Exercise goal :: Please copy the entries below word for word, keeping every line as it appears.

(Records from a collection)
=-=-=
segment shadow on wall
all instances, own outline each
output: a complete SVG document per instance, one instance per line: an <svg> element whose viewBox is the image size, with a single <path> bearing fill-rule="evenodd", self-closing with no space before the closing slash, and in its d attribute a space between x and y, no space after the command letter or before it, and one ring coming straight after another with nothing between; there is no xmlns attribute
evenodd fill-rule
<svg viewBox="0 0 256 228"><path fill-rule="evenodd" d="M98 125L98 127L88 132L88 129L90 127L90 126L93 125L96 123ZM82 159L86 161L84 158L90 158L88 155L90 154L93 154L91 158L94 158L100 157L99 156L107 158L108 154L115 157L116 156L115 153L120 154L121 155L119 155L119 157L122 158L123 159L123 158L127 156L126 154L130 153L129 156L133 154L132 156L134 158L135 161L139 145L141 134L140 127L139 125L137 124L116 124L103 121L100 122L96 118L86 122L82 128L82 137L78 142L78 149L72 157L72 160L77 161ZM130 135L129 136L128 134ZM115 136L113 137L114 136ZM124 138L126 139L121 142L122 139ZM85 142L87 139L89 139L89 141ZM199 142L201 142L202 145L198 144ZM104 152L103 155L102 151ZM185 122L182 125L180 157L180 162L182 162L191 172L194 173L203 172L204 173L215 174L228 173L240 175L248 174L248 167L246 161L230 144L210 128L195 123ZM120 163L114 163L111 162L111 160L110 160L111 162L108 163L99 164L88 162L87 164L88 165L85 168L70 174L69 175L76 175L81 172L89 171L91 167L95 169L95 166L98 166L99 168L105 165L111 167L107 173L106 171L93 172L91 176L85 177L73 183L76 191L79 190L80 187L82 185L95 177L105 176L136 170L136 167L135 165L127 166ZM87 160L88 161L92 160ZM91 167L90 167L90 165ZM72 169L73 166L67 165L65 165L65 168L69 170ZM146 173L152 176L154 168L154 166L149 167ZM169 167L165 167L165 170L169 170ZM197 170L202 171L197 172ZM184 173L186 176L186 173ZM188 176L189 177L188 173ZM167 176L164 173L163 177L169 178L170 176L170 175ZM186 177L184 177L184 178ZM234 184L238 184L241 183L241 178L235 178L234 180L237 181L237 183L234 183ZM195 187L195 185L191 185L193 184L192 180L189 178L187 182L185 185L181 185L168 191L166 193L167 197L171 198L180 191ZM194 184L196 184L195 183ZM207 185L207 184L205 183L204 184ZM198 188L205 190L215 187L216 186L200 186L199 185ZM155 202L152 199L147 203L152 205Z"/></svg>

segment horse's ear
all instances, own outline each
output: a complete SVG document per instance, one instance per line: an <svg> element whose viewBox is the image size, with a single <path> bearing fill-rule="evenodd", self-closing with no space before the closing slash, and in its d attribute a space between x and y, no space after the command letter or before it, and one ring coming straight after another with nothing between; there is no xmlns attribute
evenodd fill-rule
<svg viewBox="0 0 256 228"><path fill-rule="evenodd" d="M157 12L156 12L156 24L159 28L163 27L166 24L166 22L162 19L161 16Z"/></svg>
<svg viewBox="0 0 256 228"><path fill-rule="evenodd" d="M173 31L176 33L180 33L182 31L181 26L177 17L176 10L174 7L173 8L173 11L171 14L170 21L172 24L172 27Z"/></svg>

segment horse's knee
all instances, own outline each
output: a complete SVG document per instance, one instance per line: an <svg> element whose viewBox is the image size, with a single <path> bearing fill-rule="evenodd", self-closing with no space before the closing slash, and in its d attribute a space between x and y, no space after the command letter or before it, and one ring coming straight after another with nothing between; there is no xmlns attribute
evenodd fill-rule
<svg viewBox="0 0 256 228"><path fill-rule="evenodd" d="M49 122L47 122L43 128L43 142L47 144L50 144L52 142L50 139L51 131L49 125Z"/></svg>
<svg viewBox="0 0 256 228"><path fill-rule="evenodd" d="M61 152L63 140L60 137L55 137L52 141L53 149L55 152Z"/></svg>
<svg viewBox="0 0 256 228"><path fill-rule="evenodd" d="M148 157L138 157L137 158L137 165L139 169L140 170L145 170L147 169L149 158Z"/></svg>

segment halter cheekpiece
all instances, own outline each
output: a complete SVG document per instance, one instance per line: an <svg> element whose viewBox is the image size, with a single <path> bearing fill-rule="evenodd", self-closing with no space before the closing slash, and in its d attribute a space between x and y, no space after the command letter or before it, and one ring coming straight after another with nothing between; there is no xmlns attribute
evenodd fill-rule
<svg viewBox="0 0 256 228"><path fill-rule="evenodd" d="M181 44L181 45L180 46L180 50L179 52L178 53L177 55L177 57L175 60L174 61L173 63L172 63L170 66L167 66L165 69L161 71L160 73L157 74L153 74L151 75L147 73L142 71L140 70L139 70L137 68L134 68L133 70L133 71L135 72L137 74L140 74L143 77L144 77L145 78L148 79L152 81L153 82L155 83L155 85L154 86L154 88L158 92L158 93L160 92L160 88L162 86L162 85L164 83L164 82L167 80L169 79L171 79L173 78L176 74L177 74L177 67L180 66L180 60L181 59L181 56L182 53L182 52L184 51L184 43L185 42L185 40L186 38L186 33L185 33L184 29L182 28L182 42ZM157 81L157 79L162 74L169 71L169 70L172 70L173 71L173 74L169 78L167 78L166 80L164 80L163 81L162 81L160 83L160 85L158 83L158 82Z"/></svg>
=-=-=
Solved problem ::
segment shadow on wall
all instances, own outline each
output: a complete SVG document per instance, one instance per line: an <svg> element whose viewBox is the image size, with a single <path> bearing fill-rule="evenodd", self-closing with no space before the closing slash, and in its d attribute a space between x and y, no space after the command letter or before it, and one ring coming straight after another with nothing between; there is no xmlns attribute
evenodd fill-rule
<svg viewBox="0 0 256 228"><path fill-rule="evenodd" d="M98 125L98 127L88 132L88 129L90 127L90 126L93 125L96 123ZM82 159L86 161L84 158L90 158L88 155L90 154L93 154L91 158L94 158L100 157L99 156L107 158L108 154L115 157L116 156L115 153L120 154L121 155L119 155L119 157L122 158L123 159L123 158L127 156L126 154L130 153L129 156L133 154L132 156L134 158L135 161L139 145L141 134L140 127L139 125L137 124L116 124L103 121L100 122L96 118L86 122L82 128L82 137L78 142L78 149L72 157L72 160L77 161ZM130 135L129 136L128 134ZM115 136L113 137L114 136ZM124 138L126 139L121 142L122 139ZM85 142L87 139L89 139L89 141ZM199 142L201 142L202 145L198 144ZM104 152L103 155L102 151ZM185 122L182 125L180 157L180 162L182 162L191 172L194 173L203 172L204 173L215 174L228 173L240 175L248 174L248 167L246 161L230 144L210 128L195 123ZM120 163L114 163L111 162L111 160L110 160L111 162L108 163L99 164L88 162L87 164L88 165L85 168L70 174L69 175L76 175L81 172L89 171L91 167L95 169L95 166L98 166L99 168L105 165L111 167L107 173L106 171L93 172L91 176L85 177L73 183L76 191L79 190L80 187L82 185L95 177L105 176L136 170L136 167L135 165L127 166ZM87 160L88 161L92 160ZM91 167L90 167L90 165ZM72 169L73 166L67 165L65 165L65 168L69 170ZM146 173L152 176L154 168L154 166L149 167ZM169 167L165 167L165 170L169 170ZM197 170L202 171L197 172ZM184 173L186 176L186 173ZM188 176L189 177L188 173ZM167 176L164 173L163 177L169 178L170 176L170 175ZM186 177L184 177L184 178ZM234 184L238 184L241 183L241 178L235 178L234 180L237 181L237 183L234 183ZM195 187L195 185L191 185L193 184L192 180L189 178L187 182L185 185L181 185L168 191L166 193L167 197L171 198L180 191ZM194 184L196 184L195 183ZM207 185L207 184L205 183L204 184ZM198 188L205 190L215 187L216 186L200 186L199 185ZM155 202L152 199L147 203L152 205Z"/></svg>

segment horse's ear
all instances, own outline each
output: a complete SVG document per instance, one instance per line: an <svg> element whose viewBox is the image size, with a single <path> bearing fill-rule="evenodd", self-closing with no space before the closing slash, and in its d attribute a space between x and y, no space after the command letter or before it, and one ring coming straight after another with nothing between; there is no xmlns attribute
evenodd fill-rule
<svg viewBox="0 0 256 228"><path fill-rule="evenodd" d="M157 12L156 12L156 24L159 28L163 27L166 24L166 22L162 19L161 16Z"/></svg>
<svg viewBox="0 0 256 228"><path fill-rule="evenodd" d="M173 31L176 33L180 33L182 31L181 26L177 17L176 10L174 7L173 8L173 11L171 14L170 21L172 24L172 27Z"/></svg>

segment horse's knee
all instances, own outline each
output: a complete SVG document per instance, one instance per line: an <svg> element whose viewBox is the image size, with a single <path> bearing fill-rule="evenodd", self-closing with no space before the closing slash, and in its d attribute a space between x and y, no space after the command letter or before it, and one ring coming straight after another with nothing between; there is no xmlns attribute
evenodd fill-rule
<svg viewBox="0 0 256 228"><path fill-rule="evenodd" d="M49 122L47 122L43 128L43 142L47 144L50 144L52 142L50 139L51 131L49 125Z"/></svg>
<svg viewBox="0 0 256 228"><path fill-rule="evenodd" d="M61 152L63 140L60 137L55 137L52 141L53 149L55 152Z"/></svg>
<svg viewBox="0 0 256 228"><path fill-rule="evenodd" d="M148 157L138 157L137 158L137 165L139 169L140 170L145 170L147 169L149 158Z"/></svg>

segment halter cheekpiece
all instances, own outline each
output: a complete SVG document per instance, one instance per line: an <svg> element whose viewBox is the image size, with a single <path> bearing fill-rule="evenodd", self-closing with no space before the closing slash, and in its d attribute a space between x and y, no space after the command letter or before it, and one ring coming straight after another with nothing between; there is no xmlns attribute
evenodd fill-rule
<svg viewBox="0 0 256 228"><path fill-rule="evenodd" d="M181 44L181 45L180 46L180 50L179 52L178 53L177 55L177 57L175 60L174 61L173 63L172 63L170 66L167 66L165 69L161 71L160 73L157 74L153 74L151 75L147 73L142 71L140 70L139 70L137 68L134 68L133 70L133 71L135 72L137 74L140 74L143 77L144 77L145 78L148 79L152 81L153 82L155 83L155 85L154 86L154 88L158 92L158 93L160 92L160 88L162 86L162 85L164 83L164 82L167 80L169 79L171 79L173 78L176 74L177 74L177 67L180 66L180 60L181 59L181 56L182 53L182 52L184 51L184 43L185 42L185 40L186 38L186 33L185 33L184 29L182 28L182 42ZM157 81L157 79L162 74L169 71L169 70L172 70L173 71L173 74L169 78L167 78L166 80L164 80L163 81L162 81L160 83L160 85L158 83L158 82Z"/></svg>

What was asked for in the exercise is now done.